Supplied passage:

ABERDEEN PROVING GROUND, Maryland – The 1st Area Medical Laboratory “Mad Scientists” opened their headquarters and showcased their capabilities on Aberdeen Proving Ground, Maryland, May 3 - 5.
The open house highlighted the U.S. Army’s sole mobile laboratory that performs surveillance, laboratory testing and health hazard assessments of environmental, occupational, endemic disease and Chemical, Biological, Radiological, Nuclear and Explosives (CBRNE) threats to support force protection and Weapons of Mass Destruction missions.
Among the organizations that attended the open house were the Medical Research and Development Command’s Laboratory Command Teams, Joint Program Executive Office for Chemical, Biological, Radiological and Nuclear Defense, Defense Health Agency, Office of the Surgeon General, Medical Capability Development Integration Directorate and 48th Chemical Brigade.
The 1st AML had static displays of their combined multifunctional section capability and independently deployable laboratory systems.
Col. Matthew J. Grieser, the commander of 1st AML, said the event enabled his Soldiers to highlight Force Design Update plans to expand capabilities to include genetic sequencing as well as a Prototype Portable Chemical Fingerprint Identification System being developed by the Combat Capabilities Development Command’s Chemical Biological Center.
“The open house is an opportunity to showcase the 1st AML’s capabilities to strengthen relationships with the command teams and supervisors of our assigned personnel who are assigned to the AML but work in laboratories throughout the National Capital Region,” said Grieser, a native of Mulino, Oregon.
“This event was also open to interested individuals across the Department of Defense and interagency who have a shared interest in CBRNE and Force Health Protection Laboratory Analysis,” said Grieser, a former enlisted infantry Soldier and medic who has deployed multiple times to Afghanistan and Iraq and served in Haiti, Panama and New Orleans following Hurricane Katrina.

Listed records:
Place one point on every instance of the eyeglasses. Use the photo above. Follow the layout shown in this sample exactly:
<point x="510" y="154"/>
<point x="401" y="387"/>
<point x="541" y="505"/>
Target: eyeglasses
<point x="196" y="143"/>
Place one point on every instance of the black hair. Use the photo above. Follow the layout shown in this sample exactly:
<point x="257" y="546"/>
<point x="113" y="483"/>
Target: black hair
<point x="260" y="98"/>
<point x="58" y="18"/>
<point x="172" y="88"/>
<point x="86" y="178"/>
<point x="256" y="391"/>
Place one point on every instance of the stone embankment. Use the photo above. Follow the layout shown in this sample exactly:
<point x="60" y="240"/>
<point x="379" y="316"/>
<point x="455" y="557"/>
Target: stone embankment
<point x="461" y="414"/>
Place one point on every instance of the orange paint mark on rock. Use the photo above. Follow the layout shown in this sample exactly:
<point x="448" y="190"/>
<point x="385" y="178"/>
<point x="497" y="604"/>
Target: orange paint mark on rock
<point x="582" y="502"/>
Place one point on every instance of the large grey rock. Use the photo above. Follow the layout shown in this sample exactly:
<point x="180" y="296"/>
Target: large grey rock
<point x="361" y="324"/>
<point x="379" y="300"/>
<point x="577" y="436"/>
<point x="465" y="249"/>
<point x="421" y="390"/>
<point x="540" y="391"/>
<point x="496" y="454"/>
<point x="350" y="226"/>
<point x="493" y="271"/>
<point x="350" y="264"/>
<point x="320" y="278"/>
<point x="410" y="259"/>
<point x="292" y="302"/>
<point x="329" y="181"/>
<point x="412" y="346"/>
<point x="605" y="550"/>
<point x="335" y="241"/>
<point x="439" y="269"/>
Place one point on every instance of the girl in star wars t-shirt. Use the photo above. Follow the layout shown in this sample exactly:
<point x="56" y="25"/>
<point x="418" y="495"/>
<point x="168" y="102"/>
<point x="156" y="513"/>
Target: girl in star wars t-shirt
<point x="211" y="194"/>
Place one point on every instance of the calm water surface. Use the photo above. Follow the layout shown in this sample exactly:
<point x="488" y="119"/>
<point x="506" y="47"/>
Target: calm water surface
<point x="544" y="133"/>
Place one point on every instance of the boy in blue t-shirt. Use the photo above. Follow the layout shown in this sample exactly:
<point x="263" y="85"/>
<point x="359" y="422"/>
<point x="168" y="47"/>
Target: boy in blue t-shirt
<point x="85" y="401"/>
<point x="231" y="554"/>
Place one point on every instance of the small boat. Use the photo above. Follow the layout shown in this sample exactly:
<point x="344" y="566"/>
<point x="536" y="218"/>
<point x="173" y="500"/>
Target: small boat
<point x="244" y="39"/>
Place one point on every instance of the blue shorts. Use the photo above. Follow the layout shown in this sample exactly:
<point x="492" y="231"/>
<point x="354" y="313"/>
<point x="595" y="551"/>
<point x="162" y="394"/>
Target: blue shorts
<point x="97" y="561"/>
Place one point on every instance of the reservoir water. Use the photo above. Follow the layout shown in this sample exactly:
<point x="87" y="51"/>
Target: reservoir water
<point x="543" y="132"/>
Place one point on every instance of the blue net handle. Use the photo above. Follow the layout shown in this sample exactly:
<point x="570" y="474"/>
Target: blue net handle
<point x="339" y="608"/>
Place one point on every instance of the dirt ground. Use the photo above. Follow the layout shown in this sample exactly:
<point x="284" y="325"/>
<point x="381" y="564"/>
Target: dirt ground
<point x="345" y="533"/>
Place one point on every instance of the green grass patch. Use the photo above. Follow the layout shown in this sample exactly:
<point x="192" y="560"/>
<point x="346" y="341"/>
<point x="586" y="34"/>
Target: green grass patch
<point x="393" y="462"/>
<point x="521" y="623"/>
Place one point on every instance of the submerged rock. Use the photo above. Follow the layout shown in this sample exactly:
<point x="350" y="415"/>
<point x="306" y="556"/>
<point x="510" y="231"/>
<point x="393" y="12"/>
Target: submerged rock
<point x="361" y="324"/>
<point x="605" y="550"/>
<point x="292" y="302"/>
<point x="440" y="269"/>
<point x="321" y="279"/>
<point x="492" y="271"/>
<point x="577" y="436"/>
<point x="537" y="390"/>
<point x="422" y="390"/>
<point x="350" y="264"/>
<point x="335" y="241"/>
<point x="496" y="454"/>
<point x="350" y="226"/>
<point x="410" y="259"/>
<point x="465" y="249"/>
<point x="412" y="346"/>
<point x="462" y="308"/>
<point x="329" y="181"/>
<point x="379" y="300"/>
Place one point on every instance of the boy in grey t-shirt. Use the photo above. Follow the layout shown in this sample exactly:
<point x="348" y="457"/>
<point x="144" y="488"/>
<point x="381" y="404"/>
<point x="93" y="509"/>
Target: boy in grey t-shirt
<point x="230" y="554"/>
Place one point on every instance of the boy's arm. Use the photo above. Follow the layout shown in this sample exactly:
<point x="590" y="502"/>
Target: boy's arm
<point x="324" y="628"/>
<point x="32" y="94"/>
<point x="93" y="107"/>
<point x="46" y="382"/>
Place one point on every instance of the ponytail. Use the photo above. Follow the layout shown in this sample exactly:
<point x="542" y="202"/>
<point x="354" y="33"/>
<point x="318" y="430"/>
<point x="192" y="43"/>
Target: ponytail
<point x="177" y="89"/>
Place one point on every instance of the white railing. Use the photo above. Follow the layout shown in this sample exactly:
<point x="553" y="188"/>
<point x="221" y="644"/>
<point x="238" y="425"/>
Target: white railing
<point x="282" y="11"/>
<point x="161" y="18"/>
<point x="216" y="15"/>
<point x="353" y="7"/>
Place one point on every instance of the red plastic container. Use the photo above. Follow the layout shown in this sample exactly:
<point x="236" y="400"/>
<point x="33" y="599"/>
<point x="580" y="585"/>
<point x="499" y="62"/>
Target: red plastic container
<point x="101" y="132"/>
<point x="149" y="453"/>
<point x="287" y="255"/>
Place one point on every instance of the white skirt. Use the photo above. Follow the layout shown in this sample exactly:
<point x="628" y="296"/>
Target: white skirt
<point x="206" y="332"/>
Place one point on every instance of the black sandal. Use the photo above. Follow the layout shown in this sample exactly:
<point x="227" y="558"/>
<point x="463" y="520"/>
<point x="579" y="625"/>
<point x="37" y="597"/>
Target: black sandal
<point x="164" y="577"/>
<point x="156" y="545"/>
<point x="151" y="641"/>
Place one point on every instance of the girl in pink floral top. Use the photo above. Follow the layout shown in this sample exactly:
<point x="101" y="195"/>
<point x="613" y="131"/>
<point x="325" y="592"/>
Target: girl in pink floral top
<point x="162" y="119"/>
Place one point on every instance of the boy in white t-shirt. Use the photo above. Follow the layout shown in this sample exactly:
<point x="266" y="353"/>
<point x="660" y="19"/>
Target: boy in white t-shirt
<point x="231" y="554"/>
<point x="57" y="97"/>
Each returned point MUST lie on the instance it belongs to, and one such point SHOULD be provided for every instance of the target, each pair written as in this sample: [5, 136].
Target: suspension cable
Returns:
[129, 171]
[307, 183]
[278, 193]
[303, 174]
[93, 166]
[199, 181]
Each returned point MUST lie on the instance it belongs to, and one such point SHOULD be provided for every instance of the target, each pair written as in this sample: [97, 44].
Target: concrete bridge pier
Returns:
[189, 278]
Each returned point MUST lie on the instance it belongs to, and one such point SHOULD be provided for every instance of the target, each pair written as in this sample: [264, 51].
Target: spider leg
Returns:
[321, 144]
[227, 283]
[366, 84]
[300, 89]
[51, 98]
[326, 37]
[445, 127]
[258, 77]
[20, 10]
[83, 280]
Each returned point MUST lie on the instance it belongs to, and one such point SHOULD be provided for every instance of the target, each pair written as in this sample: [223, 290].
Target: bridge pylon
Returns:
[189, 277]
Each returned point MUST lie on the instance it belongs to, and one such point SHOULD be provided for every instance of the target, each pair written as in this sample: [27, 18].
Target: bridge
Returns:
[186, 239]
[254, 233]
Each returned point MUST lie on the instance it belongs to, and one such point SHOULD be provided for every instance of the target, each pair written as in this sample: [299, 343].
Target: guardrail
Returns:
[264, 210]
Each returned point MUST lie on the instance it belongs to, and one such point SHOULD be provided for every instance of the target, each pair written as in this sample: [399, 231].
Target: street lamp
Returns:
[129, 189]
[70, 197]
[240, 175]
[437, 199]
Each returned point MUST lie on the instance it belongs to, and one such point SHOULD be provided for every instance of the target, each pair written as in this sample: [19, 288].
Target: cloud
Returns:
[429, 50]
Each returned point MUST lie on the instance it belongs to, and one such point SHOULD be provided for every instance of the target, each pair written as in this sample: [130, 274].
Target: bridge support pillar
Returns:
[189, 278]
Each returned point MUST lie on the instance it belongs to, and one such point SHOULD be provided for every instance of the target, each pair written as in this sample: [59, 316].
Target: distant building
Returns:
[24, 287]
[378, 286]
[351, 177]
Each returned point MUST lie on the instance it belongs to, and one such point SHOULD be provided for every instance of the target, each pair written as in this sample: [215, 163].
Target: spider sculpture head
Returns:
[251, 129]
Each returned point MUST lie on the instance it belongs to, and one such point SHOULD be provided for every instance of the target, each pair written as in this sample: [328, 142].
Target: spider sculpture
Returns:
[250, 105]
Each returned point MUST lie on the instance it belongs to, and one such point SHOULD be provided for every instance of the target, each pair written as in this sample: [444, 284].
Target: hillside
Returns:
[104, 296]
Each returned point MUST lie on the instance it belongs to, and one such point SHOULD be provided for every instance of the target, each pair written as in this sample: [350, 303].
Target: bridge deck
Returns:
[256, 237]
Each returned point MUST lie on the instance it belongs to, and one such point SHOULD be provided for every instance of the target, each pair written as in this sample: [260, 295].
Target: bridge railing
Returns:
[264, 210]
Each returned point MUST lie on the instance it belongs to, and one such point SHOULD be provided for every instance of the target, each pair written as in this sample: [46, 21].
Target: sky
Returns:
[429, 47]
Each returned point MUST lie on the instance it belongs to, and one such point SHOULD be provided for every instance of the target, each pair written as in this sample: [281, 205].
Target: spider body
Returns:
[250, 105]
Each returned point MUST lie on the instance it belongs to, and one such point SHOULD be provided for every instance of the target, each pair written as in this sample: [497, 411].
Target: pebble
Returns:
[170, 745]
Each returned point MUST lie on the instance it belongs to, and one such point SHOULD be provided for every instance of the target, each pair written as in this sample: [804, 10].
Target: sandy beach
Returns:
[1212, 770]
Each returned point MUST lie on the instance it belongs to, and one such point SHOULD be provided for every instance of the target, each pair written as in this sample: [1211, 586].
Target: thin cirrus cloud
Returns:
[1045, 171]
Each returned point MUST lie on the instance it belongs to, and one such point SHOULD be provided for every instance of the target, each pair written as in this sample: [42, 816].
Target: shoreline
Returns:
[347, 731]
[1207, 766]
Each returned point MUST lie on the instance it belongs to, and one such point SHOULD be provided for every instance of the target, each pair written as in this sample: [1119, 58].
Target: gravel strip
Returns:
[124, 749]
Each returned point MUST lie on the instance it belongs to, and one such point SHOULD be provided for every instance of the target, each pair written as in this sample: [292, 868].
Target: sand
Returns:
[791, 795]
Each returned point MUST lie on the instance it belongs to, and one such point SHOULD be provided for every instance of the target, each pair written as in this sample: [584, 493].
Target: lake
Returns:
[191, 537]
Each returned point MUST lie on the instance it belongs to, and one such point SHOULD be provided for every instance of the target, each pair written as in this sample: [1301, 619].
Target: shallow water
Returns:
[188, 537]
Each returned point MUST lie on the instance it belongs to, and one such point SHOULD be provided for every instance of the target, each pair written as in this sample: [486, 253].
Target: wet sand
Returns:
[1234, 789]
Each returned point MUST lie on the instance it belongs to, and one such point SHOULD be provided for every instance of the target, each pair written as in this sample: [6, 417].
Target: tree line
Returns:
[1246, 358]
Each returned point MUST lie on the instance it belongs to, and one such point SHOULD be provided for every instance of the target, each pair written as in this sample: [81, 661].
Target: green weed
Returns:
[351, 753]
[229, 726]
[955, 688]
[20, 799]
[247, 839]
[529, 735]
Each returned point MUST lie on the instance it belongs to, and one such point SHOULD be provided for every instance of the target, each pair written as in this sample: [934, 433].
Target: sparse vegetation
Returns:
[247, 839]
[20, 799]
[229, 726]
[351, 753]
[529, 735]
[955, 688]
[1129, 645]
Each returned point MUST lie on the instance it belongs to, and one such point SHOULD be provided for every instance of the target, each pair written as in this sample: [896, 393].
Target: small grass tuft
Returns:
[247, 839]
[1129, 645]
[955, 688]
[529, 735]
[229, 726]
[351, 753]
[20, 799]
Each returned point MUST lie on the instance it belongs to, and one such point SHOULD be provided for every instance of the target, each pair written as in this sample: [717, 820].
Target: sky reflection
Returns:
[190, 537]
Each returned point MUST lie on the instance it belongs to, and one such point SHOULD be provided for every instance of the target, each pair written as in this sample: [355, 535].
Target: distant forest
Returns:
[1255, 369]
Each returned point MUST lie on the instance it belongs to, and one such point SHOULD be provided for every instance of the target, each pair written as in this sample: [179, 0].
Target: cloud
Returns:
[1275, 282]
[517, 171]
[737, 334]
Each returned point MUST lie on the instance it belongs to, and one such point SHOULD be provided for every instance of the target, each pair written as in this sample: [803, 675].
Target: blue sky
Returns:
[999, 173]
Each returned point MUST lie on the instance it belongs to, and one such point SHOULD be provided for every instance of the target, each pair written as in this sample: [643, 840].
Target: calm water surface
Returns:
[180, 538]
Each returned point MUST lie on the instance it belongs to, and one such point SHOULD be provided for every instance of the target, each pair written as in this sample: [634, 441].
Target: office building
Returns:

Required action:
Can you copy out the open house article from "Among the organizations" up to and including "48th Chemical Brigade."? The listing has no connection to the open house article.

Solution to this task:
Among the organizations that attended the open house were the Medical Research and Development Command’s Laboratory Command Teams, Joint Program Executive Office for Chemical, Biological, Radiological and Nuclear Defense, Defense Health Agency, Office of the Surgeon General, Medical Capability Development Integration Directorate and 48th Chemical Brigade.